TO BE DONE » Copy the items below word for word, from the line containing "Q: Point out each instance of the gable" through the line containing "Q: Point out each instance of the grass", including both of those lines.

RECORD SET »
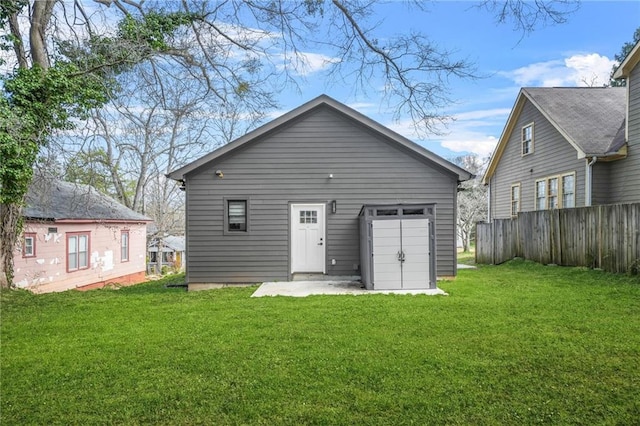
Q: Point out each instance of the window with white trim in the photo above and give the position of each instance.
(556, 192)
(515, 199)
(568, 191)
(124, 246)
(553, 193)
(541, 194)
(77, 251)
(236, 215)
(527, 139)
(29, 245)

==

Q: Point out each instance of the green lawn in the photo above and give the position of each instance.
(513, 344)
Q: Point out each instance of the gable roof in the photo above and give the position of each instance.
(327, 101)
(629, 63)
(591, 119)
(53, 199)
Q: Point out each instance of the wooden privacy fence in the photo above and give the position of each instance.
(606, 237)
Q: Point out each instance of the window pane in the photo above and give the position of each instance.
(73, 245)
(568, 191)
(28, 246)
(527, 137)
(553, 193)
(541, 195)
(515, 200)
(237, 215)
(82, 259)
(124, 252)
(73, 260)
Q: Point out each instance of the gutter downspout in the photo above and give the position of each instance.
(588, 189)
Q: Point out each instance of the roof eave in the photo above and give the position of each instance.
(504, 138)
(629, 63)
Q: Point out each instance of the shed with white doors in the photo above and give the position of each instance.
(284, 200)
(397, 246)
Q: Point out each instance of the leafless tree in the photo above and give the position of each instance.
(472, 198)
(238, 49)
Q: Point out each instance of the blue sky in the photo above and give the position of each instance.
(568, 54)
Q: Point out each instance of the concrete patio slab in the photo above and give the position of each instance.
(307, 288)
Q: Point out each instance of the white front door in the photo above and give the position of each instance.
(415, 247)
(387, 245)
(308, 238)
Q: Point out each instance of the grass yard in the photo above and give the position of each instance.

TASK OUTPUT »
Q: Point out each instance of the gable roof in the photo above and give the position of each instance.
(327, 101)
(629, 63)
(591, 119)
(53, 199)
Q: Point out each instance of the wooden privacy fence in the photo above and give the position of each instance.
(606, 237)
Q: Point out each instance of the window pane in the photo above and give the position of each instance.
(73, 245)
(568, 191)
(28, 246)
(527, 137)
(553, 193)
(541, 195)
(515, 200)
(237, 215)
(82, 259)
(124, 252)
(73, 260)
Q: Point out each instance of the gutter downspout in the photo above and give the position of each instance.
(588, 189)
Q: Point out each instance of the roof eave in the photo above and give the position of each instance.
(504, 138)
(629, 63)
Q: Point out each instance of the shed with white doors in the photo above and give the position of each instance.
(284, 200)
(397, 246)
Q: Point out each instance of the leafless tree in the photo above and give the position of each instance.
(472, 198)
(238, 49)
Q: Point out each instance of the blue sky in the photo above and give the position of each instance.
(568, 54)
Q: Point out each instance of the concrete patio slab in the photo above and give the position of each instance.
(307, 288)
Q: Point out each instance of the white front door in the photo above and give the position of each instance.
(415, 247)
(387, 245)
(308, 238)
Q: Point out each instance of the grass yard in the photo above and give the position of each instance.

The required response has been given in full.